Consigne 1: Mettez sous forme de liste numérotée, sans les lignes vides, la partie des lignes du jeu de données qui s'ouvre sur la ligne contenant « beige curtain with a single pin per instance. » et se termine avec la dernière de ces lignes, les deux bornes comprises.

Extrait à lire:
>>>>

Procédure devant la cour :
Par une requête enregistrée le 30 juin 2014, la SARL B...Frères, représentée par MeC..., demande à la cour :
1°) d'annuler ce jugement du tribunal administratif d'Orléans du 29 avril 2014 ;
2°) de prononcer la décharge partielle des cotisations supplémentaires d'impôt sur les sociétés mises à sa charge au titre des exercices clos en 2007, 2008 et 2009, d'autre part, des droits supplémentaires de taxe sur la valeur ajoutée mis à sa charge au titre de la période allant du 1er janvier 2008 au 31 décembre 2009 et, enfin, des pénalités correspondantes ;
3°) de mettre à la charge de l'Etat une somme de 3 000 euros au titre de l'article L. 761-1 du code de justice administrative.et le remboursement de la contribution à l'aide juridique acquittée tant devant le tribunal administratif d'Orléans que devant la cour.
Elle soutient que :
- elle a été privée d'un débat oral et contradictoire en ce qui concerne l'exercice clos en 2007 dès lors qu'elle n'a été informée des motifs de rehaussements qu'au cours de la réunion de synthèse qui s'est tenue postérieurement à l'envoi de la proposition de rectification ;
- la constitution d'une provision pour créance douteuse d'un montant de 64 192 euros était justifiée dans son principe au titre de chaque exercice ;
- le chiffre d'affaires qu'elle a déclaré au titre de l'exercice 2008 inclut, contrairement à ce que soutient l'administration fiscale, le produit de la vente de la construction de l'immeuble consentie au profit de son gérant, M. A...B... ;
- les apports en compte courant de M. B...sont justifiés ;
- les charges dont la déduction a été refusée à hauteur de 25 558 euros au titre de l'exercice clos en 2008 sont justifiées à hauteur de 23 920 euros ;
- les crédits inscrits sur le compte courant de M. B...correspondent aux débits du compte report à nouveau existant dans la comptabilité de la société B...et ne constituent pas en conséquence des distributions ;
- la pénalité pour manquement délibérée doit être déchargée dès lors qu'elle a justifié que l'opération de construction réalisée au profit de son gérant a été correctement comptabilisée au titre de l'année 2008.
Par un mémoire en défense, enregistré le 12 novembre 2014, le ministre des finances et des comptes publics conclut au rejet de la requête.
Il soutient que les moyens soulevés par la SARL B...Frères ne sont pas fondés.
Vu les autres pièces du dossier.
Vu :
- le code général des impôts et le livre des procédures fiscales ;
- le code de justice administrative.
Les parties ont été régulièrement averties du jour de l'audience.
Ont été entendus au cours de l'audience publique :
- le rapport de Mme Allio-Rousseau,
- et les conclusions de Mlle Wunderlich, rapporteur public.

<<<<

Consigne 2: D'après l'extrait à lire, pourquoi la société requérante estime-t-elle avoir été privée d'un débat oral et contradictoire pour l'exercice clos en 2007 ? Répondez en une à trois phrases.

Lignes du jeu de données
>>>>

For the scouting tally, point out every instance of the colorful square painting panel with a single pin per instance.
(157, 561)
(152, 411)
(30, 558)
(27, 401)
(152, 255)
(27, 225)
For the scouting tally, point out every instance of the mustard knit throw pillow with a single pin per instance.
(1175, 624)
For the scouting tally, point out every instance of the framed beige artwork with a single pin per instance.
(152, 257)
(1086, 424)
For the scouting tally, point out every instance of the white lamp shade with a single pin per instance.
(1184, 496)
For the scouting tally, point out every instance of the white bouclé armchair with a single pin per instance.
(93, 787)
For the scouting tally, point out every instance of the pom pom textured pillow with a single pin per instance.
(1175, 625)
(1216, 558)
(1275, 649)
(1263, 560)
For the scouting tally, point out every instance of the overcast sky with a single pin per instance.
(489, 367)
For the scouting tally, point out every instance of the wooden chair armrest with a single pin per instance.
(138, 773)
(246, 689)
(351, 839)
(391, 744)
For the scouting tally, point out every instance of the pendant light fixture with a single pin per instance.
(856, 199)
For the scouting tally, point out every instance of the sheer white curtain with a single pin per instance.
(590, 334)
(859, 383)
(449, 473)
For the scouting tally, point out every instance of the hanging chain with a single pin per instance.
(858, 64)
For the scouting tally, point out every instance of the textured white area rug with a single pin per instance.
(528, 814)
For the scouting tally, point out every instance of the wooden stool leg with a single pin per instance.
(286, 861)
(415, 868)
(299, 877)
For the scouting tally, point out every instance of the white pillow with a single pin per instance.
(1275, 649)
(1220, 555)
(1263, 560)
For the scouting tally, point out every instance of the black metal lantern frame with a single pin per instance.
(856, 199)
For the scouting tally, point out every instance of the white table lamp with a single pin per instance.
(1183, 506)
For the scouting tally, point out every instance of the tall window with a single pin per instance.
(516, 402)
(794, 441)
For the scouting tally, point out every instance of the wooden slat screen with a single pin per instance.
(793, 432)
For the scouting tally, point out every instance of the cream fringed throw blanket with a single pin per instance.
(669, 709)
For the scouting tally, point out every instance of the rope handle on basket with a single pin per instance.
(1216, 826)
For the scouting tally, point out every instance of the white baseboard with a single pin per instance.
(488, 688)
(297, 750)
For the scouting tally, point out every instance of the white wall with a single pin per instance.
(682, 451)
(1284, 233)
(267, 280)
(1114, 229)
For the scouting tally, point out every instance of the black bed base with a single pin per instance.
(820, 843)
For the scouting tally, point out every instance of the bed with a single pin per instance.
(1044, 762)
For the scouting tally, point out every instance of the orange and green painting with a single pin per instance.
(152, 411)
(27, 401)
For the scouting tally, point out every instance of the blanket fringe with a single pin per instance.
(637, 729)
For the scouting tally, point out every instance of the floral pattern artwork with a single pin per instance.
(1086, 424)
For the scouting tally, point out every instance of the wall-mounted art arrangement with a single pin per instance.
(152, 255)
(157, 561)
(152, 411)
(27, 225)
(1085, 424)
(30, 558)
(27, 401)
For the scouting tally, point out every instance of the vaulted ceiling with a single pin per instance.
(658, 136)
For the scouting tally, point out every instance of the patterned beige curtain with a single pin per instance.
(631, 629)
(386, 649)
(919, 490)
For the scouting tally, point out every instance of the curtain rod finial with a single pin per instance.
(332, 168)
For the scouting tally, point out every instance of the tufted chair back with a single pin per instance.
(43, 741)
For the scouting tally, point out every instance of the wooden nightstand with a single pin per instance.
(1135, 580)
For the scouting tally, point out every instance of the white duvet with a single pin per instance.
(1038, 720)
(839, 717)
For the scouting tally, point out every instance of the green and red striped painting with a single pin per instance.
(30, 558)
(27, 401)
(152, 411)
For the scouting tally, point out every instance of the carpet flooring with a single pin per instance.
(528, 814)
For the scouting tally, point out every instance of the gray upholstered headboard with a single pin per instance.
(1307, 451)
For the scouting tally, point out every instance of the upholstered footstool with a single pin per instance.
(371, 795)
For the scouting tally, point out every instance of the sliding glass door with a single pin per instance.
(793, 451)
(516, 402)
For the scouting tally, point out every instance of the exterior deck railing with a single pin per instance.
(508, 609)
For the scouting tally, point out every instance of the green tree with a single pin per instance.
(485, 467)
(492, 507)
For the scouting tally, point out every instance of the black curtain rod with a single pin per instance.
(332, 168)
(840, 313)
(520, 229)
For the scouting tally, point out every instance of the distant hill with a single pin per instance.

<<<<

Réponse rédigée 1:
1. For the scouting tally, point out every instance of the patterned beige curtain with a single pin per instance.
2. (631, 629)
3. (386, 649)
4. (919, 490)
5. For the scouting tally, point out every instance of the curtain rod finial with a single pin per instance.
6. (332, 168)
7. For the scouting tally, point out every instance of the tufted chair back with a single pin per instance.
8. (43, 741)
9. For the scouting tally, point out every instance of the wooden nightstand with a single pin per instance.
10. (1135, 580)
11. For the scouting tally, point out every instance of the white duvet with a single pin per instance.
12. (1038, 720)
13. (839, 717)
14. For the scouting tally, point out every instance of the green and red striped painting with a single pin per instance.
15. (30, 558)
16. (27, 401)
17. (152, 411)
18. For the scouting tally, point out every instance of the carpet flooring with a single pin per instance.
19. (528, 814)
20. For the scouting tally, point out every instance of the gray upholstered headboard with a single pin per instance.
21. (1307, 451)
22. For the scouting tally, point out every instance of the upholstered footstool with a single pin per instance.
23. (371, 795)
24. For the scouting tally, point out every instance of the sliding glass door with a single pin per instance.
25. (793, 451)
26. (516, 402)
27. For the scouting tally, point out every instance of the exterior deck railing with a single pin per instance.
28. (508, 609)
29. For the scouting tally, point out every instance of the green tree with a single pin per instance.
30. (485, 467)
31. (492, 507)
32. For the scouting tally, point out every instance of the black curtain rod with a single pin per instance.
33. (332, 168)
34. (840, 313)
35. (520, 229)
36. For the scouting tally, point out every instance of the distant hill with a single pin per instance.

Réponse rédigée 2: Elle soutient n'avoir été informée des motifs des rehaussements qu'au cours de la réunion de synthèse. Or cette réunion s'est tenue après l'envoi de la proposition de rectification.